- _SOURCE_:
The awards were announced at a ceremony held at The Chalet, in Palmerston North, on Friday 19 May.
The awards jury was led by Palmerston North architect Agneesh Brahmbhatt, who was impressed with the overall quality of work. The jury, which included architects Craig Dalgleish and Dominic Glamuzina, and ‘lay juror’ Jill Wild, a freelance journalist for The Dominion Post and NZ House & Garden, visited each shortlisted project to determine the qualities of each building first-hand.
“Serenity and responsiveness were among the qualities we could ascribe to educational projects we visited,” Brahmbhatt said. “This reinforced the fact that the heart and soul of a project are just as important, if not more so, than visual aesthetics.”
New Plymouth’s Northern Health School, designed by Stephenson & Turner, received an education award. Brahmbhatt said the building’s position at the edge of a playing field allowed the building its own identity, “while providing a safe haven for anxious pupils”.

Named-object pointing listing

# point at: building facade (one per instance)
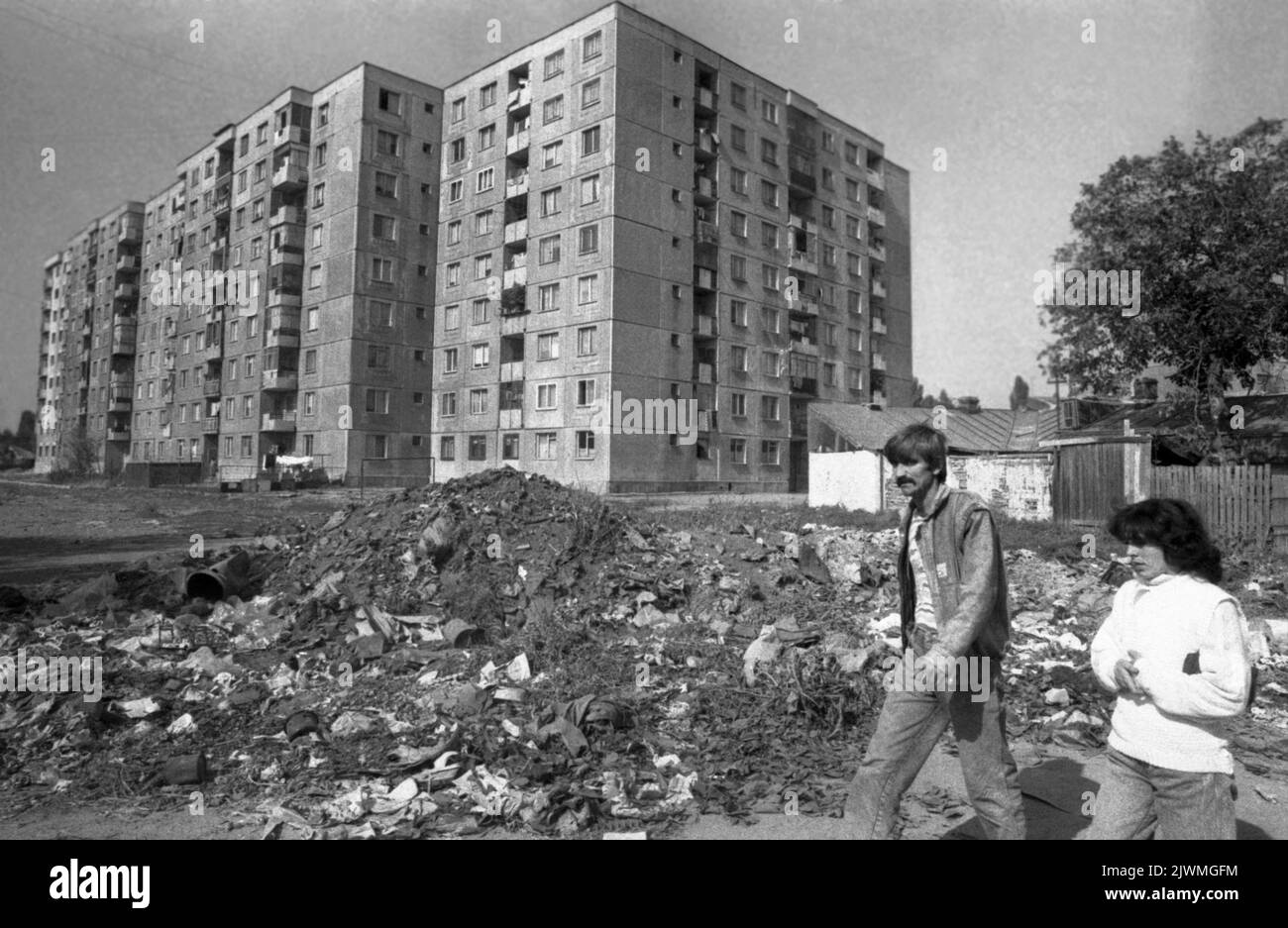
(629, 218)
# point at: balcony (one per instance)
(277, 421)
(290, 176)
(288, 134)
(286, 255)
(802, 260)
(516, 232)
(516, 143)
(286, 214)
(703, 146)
(516, 185)
(519, 99)
(279, 380)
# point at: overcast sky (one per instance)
(1024, 108)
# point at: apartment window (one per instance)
(588, 288)
(548, 295)
(550, 201)
(769, 193)
(554, 64)
(386, 143)
(380, 314)
(552, 111)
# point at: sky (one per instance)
(1008, 97)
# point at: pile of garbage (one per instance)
(501, 650)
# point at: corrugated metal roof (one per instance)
(986, 432)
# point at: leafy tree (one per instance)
(1019, 393)
(1207, 229)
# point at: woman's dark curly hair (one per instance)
(1176, 528)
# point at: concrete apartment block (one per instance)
(673, 227)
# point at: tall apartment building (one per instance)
(91, 291)
(629, 216)
(310, 228)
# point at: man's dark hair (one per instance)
(918, 442)
(1176, 528)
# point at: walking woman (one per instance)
(1176, 652)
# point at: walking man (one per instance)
(952, 600)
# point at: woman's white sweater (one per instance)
(1177, 720)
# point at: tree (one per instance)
(1207, 231)
(1019, 393)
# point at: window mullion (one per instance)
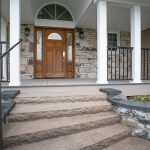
(61, 15)
(48, 13)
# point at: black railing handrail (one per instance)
(145, 48)
(1, 57)
(5, 53)
(121, 47)
(4, 42)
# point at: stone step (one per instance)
(131, 143)
(31, 131)
(23, 112)
(94, 139)
(75, 97)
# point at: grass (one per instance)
(140, 98)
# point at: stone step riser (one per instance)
(18, 117)
(109, 141)
(38, 100)
(53, 133)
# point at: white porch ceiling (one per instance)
(84, 13)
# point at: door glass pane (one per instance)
(39, 46)
(54, 36)
(69, 47)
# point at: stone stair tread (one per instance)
(130, 143)
(64, 93)
(79, 140)
(18, 128)
(26, 108)
(21, 99)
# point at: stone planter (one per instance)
(133, 114)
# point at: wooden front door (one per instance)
(54, 53)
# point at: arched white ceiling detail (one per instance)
(84, 12)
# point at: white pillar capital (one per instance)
(136, 42)
(14, 38)
(102, 42)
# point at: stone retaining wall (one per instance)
(133, 114)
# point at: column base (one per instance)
(101, 82)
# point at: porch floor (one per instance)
(49, 86)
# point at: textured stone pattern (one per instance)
(62, 99)
(27, 52)
(56, 132)
(86, 54)
(138, 120)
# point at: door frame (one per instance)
(38, 73)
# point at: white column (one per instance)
(4, 47)
(136, 43)
(14, 38)
(102, 42)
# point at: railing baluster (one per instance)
(115, 62)
(144, 64)
(127, 63)
(111, 63)
(123, 63)
(119, 62)
(147, 63)
(1, 59)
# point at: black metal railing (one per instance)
(1, 107)
(4, 63)
(145, 64)
(119, 63)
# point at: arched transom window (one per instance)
(54, 12)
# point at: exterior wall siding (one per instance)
(85, 52)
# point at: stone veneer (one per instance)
(85, 53)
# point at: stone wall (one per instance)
(86, 54)
(145, 44)
(27, 52)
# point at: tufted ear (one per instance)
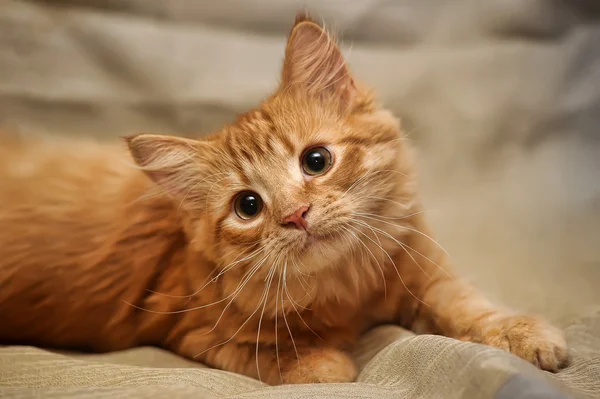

- _DIRECTIVES_:
**A)** Answer these questions from the architecture awards passage:
(i) At what venue was the awards ceremony held?
(ii) Who served as the lay juror?
(iii) Which firm designed the Northern Health School?
**B)** Reproduce the architecture awards passage word for word between "The awards jury" and "each building first-hand.", inclusive.
The listing has no connection to the architecture awards passage.

- _THE REPLIES_:
**A)**
(i) The Chalet, in Palmerston North
(ii) Jill Wild
(iii) Stephenson & Turner

**B)**
The awards jury was led by Palmerston North architect Agneesh Brahmbhatt, who was impressed with the overall quality of work. The jury, which included architects Craig Dalgleish and Dominic Glamuzina, and ‘lay juror’ Jill Wild, a freelance journalist for The Dominion Post and NZ House & Garden, visited each shortlisted project to determine the qualities of each building first-hand.